PROBLEM DETAILS: Convert every line of the material below into a JSON list of strings, one string per line, with blank lines omitted. Leave the pictures out of the list.

——

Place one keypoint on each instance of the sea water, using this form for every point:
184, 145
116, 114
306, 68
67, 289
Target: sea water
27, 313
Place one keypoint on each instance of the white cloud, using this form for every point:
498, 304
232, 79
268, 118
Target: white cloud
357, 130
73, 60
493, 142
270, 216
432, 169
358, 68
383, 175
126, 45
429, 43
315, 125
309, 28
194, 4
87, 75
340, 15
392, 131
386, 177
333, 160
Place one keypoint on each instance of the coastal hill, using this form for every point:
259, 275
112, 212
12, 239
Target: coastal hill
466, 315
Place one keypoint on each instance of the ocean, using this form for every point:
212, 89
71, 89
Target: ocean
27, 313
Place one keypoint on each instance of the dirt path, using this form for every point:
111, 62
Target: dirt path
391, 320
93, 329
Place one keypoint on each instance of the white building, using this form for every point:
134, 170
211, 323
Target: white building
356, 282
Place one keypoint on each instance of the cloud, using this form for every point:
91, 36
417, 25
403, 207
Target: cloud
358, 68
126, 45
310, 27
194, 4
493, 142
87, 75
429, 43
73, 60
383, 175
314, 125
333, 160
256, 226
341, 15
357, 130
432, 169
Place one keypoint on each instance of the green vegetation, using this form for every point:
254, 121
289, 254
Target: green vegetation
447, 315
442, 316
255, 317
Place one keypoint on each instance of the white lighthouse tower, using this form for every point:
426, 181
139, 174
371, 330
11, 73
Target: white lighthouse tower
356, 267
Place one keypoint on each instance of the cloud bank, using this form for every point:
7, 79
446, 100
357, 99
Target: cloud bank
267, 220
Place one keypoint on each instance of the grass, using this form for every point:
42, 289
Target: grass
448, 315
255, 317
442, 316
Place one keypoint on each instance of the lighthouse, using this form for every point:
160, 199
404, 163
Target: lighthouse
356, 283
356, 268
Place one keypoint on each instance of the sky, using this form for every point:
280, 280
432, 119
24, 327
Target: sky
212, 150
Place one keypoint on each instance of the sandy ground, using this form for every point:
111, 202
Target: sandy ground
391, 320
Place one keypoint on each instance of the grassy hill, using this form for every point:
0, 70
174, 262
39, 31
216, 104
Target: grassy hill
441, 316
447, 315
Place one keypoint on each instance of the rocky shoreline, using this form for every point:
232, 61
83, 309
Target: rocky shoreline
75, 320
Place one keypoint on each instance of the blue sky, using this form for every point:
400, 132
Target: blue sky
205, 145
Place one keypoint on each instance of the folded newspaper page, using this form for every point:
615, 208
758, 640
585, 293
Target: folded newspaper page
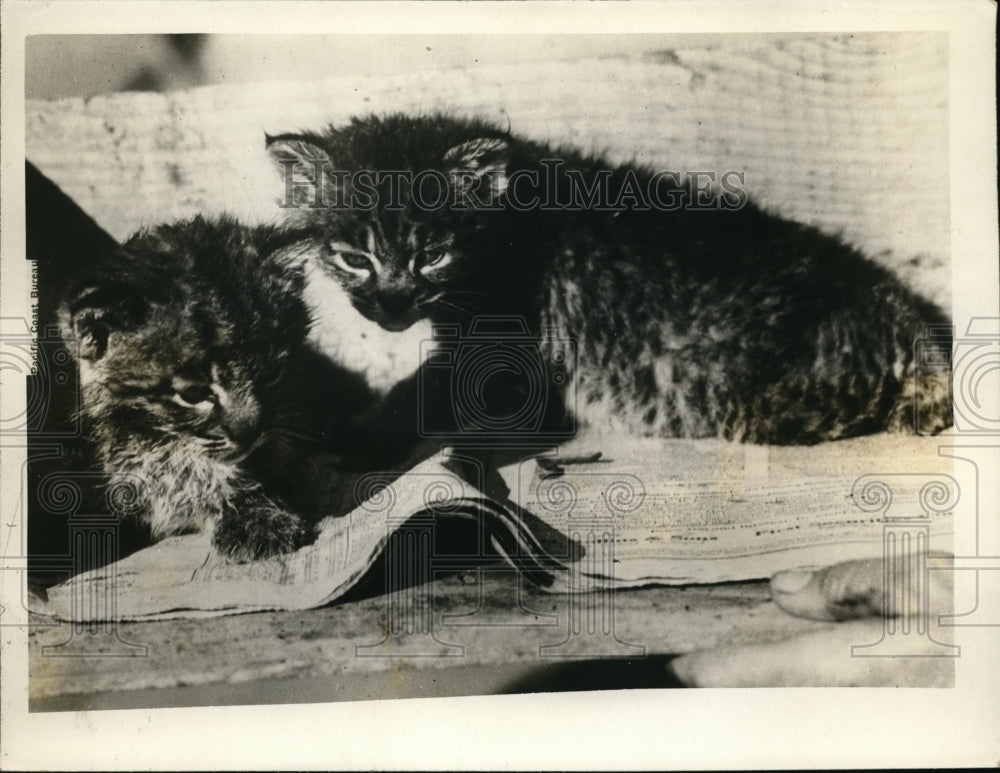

——

EXERCISE SOLUTION:
[
  "Place one keypoint on each instance of the sea water, using this form for every point:",
  "184, 145",
  "116, 114",
  "306, 68",
  "67, 289",
  "Target: sea water",
  "27, 313",
  "Place one keypoint on each instance of the white cloud, using this form for every point:",
  "498, 304",
  "232, 79",
  "268, 118",
  "Target: white cloud",
  "357, 130",
  "73, 60",
  "493, 142",
  "270, 216",
  "432, 169",
  "358, 68",
  "383, 175",
  "126, 45",
  "429, 43",
  "315, 125",
  "309, 28",
  "194, 4",
  "87, 75",
  "340, 15",
  "392, 131",
  "386, 177",
  "333, 160",
  "Place one keypoint on each instance of the coastal hill, using this form for every point:",
  "259, 275",
  "112, 212",
  "12, 239",
  "Target: coastal hill",
  "466, 315",
  "Place one keypoint on each instance of the ocean, using this form for every point:",
  "212, 89",
  "71, 89",
  "Target: ocean",
  "27, 313",
  "Place one keypoint on each instance of the dirt path, using this form for every point:",
  "111, 62",
  "Target: dirt path",
  "391, 320",
  "93, 329",
  "Place one keypoint on each instance of the white building, using this form for every point:",
  "134, 170",
  "211, 323",
  "Target: white building",
  "356, 282",
  "Place one keypoint on each instance of the cloud, using this form for every point:",
  "91, 36",
  "417, 25",
  "403, 207",
  "Target: cloud",
  "358, 68",
  "126, 45",
  "310, 27",
  "194, 4",
  "493, 142",
  "87, 75",
  "429, 43",
  "73, 60",
  "383, 175",
  "314, 125",
  "333, 160",
  "256, 226",
  "341, 15",
  "357, 130",
  "432, 169",
  "Place one keypoint on each instance of the green vegetation, using this form for every point:",
  "254, 121",
  "289, 254",
  "Target: green vegetation",
  "447, 315",
  "442, 316",
  "255, 317",
  "Place one keypoint on each instance of the white lighthouse tower, using this form for every point:",
  "426, 181",
  "139, 174",
  "371, 330",
  "11, 73",
  "Target: white lighthouse tower",
  "356, 267",
  "Place one keypoint on each instance of the cloud bank, using this form for every point:",
  "7, 79",
  "446, 100",
  "357, 99",
  "Target: cloud bank",
  "267, 220",
  "Place one keypoint on each instance of the grass, using this form for every point:",
  "42, 289",
  "Target: grass",
  "448, 315",
  "255, 317",
  "442, 316",
  "Place one keypoint on each instance of the lighthouse, using this form for every point:",
  "160, 199",
  "404, 163",
  "Target: lighthouse",
  "356, 283",
  "356, 268",
  "Place one keypoint on each instance of the sky, using this form for every point:",
  "280, 280",
  "432, 119",
  "24, 327",
  "Target: sky",
  "212, 150",
  "Place one keypoint on each instance of the sandy ground, using this form for every point:",
  "111, 202",
  "Target: sandy ground",
  "391, 320",
  "Place one keypoint on each instance of the grassy hill, using this form for every point:",
  "0, 70",
  "174, 262",
  "39, 31",
  "216, 104",
  "Target: grassy hill",
  "441, 316",
  "447, 315",
  "Place one keypoint on each instance of the rocky shoreline, using this form for every point:",
  "232, 61",
  "83, 309",
  "Target: rocky shoreline",
  "75, 320",
  "Place one keypoint on each instance of the blue sky, using this form for every point:",
  "400, 132",
  "Target: blue sky",
  "205, 145",
  "Place one keypoint on each instance of the folded newspaper page, using this form for every point:",
  "615, 208",
  "758, 640",
  "585, 293",
  "Target: folded newspaper page"
]